[START]
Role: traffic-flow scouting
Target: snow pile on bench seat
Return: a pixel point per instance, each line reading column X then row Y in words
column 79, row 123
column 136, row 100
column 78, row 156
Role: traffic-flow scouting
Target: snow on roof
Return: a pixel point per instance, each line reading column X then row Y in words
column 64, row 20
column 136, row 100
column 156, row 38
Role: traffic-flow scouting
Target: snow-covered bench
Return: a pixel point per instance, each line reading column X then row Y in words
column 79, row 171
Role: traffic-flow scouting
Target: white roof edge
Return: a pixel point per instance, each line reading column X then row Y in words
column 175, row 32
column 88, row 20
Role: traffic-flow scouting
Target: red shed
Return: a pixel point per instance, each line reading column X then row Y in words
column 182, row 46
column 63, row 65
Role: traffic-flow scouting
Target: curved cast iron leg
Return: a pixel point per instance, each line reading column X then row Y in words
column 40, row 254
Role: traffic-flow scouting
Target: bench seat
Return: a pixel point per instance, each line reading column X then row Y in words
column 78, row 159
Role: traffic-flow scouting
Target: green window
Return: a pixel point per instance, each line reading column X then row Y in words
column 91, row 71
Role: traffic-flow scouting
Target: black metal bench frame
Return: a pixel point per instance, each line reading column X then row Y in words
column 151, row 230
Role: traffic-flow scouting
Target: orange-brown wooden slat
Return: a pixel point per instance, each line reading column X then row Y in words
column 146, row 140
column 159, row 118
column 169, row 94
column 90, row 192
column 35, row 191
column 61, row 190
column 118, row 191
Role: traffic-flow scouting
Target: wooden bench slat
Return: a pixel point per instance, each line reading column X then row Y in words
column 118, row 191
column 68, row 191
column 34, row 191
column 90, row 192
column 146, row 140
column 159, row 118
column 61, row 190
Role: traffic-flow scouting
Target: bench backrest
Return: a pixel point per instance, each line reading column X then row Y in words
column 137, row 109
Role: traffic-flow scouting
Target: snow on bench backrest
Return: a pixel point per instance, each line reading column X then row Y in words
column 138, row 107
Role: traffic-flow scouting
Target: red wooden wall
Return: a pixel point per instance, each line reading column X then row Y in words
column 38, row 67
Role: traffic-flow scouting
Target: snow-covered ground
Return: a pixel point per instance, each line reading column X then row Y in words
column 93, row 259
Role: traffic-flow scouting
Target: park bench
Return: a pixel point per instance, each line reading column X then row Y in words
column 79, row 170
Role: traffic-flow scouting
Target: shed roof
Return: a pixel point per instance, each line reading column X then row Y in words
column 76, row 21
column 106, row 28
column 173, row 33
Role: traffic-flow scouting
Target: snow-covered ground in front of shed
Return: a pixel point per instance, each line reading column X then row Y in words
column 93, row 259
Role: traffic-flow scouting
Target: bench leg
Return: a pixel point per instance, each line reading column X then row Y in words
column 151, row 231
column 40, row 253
[END]
[START]
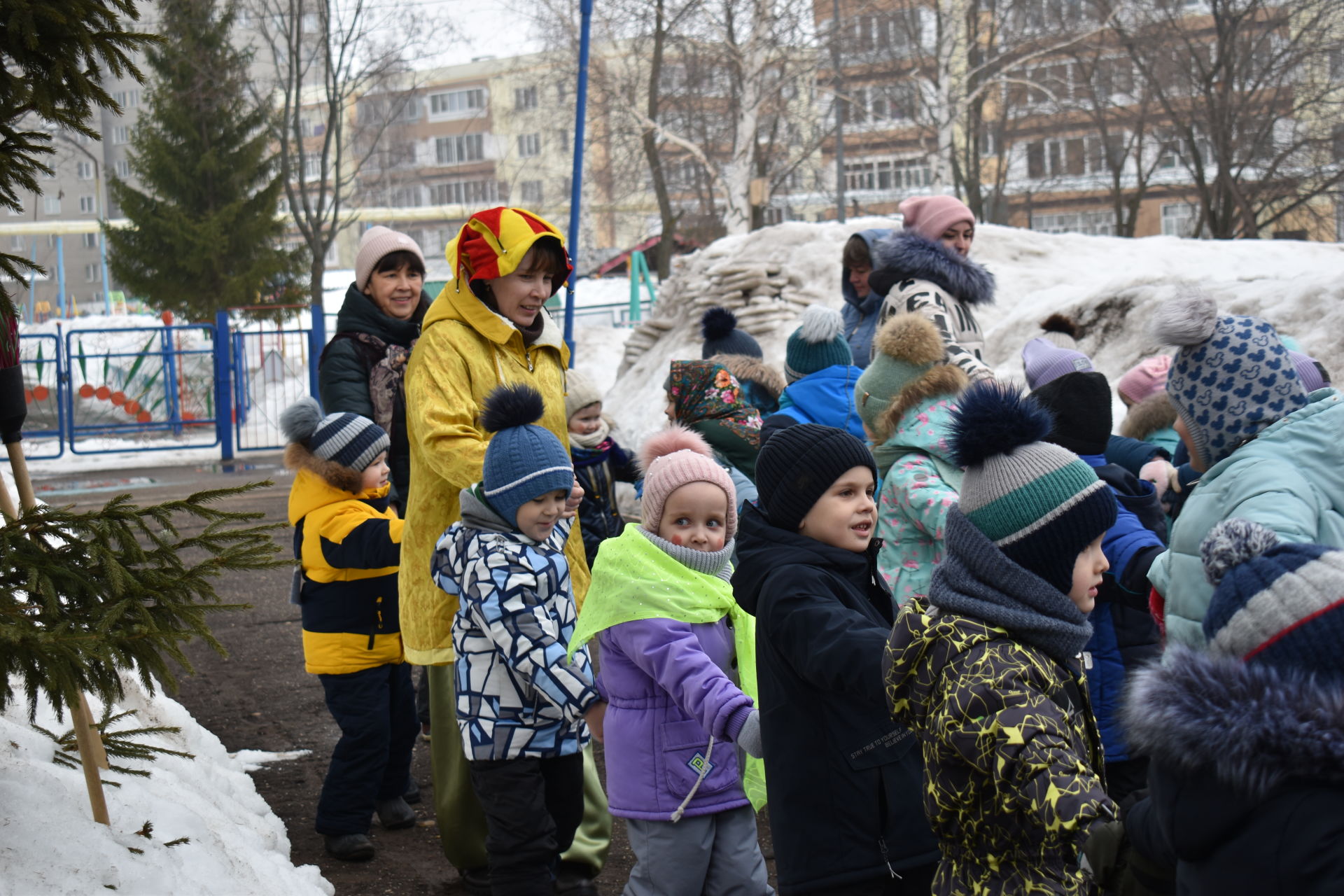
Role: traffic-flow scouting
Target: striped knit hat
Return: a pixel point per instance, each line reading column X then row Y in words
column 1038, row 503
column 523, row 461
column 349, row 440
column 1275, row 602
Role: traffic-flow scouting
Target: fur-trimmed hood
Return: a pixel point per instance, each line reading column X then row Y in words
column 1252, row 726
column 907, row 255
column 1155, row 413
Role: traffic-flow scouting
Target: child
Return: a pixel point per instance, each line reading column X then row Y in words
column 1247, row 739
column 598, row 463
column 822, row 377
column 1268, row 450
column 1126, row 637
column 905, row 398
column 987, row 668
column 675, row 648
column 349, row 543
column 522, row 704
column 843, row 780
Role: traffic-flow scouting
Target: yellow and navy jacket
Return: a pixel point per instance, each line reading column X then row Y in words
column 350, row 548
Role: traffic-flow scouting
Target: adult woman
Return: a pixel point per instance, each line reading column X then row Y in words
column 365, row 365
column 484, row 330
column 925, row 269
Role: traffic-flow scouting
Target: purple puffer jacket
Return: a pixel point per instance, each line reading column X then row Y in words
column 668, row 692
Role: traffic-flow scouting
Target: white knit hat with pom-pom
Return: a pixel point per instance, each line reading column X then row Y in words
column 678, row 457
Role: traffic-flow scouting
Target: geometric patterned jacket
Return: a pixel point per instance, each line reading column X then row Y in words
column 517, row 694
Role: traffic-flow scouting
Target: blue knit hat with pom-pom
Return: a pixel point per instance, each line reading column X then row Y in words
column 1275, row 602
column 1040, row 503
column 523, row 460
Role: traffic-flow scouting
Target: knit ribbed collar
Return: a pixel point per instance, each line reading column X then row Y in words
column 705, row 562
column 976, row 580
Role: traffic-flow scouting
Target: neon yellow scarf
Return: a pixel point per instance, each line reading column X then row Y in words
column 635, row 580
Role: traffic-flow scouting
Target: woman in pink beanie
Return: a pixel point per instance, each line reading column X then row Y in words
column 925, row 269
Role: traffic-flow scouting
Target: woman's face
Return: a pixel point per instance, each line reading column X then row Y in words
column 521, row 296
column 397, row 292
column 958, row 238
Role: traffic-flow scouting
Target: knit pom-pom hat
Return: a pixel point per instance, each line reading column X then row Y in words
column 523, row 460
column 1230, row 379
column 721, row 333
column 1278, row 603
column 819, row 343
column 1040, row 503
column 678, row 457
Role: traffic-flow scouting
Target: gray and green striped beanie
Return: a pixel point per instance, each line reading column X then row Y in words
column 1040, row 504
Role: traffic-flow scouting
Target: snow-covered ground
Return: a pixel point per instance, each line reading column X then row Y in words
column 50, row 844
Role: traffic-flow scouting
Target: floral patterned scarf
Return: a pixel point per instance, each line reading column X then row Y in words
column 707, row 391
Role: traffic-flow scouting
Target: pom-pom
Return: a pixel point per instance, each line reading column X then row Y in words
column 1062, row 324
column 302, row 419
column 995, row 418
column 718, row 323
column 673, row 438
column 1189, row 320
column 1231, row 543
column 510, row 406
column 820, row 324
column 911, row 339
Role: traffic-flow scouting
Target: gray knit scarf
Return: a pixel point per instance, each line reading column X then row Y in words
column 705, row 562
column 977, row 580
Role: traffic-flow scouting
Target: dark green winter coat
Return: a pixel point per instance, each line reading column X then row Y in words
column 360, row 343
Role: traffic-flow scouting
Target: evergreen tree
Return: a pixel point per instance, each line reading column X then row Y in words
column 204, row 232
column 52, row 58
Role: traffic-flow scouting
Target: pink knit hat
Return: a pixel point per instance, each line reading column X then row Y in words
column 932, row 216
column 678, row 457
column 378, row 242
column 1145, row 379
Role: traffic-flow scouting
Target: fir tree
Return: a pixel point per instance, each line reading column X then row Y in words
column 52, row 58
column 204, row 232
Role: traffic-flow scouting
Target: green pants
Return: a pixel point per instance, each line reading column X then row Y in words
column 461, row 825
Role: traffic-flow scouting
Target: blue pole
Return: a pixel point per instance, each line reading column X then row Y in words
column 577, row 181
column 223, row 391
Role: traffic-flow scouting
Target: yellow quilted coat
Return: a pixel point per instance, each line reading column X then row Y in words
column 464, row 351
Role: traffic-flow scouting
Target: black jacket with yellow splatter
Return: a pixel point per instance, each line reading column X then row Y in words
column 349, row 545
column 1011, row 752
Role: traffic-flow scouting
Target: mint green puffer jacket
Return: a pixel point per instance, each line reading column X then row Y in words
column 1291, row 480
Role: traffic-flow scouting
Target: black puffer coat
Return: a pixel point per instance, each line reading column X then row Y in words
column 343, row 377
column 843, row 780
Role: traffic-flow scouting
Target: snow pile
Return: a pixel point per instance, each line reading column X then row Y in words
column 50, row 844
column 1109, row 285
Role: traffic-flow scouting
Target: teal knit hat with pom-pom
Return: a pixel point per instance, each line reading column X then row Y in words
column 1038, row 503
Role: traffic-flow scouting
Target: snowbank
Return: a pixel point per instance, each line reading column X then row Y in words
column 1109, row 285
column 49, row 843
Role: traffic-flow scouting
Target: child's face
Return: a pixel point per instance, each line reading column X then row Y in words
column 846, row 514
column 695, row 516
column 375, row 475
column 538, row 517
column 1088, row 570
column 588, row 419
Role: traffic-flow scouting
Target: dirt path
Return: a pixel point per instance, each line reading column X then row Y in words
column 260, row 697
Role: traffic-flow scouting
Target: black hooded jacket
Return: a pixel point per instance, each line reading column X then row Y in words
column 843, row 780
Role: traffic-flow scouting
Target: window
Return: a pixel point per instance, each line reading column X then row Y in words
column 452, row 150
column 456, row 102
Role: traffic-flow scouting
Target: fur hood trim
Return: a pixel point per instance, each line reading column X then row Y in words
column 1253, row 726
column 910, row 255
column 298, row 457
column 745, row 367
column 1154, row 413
[END]
PROBLEM REQUIREMENTS: Tally how many lines in the records contain the word "shed" and give only that number.

ANSWER IN FULL: 3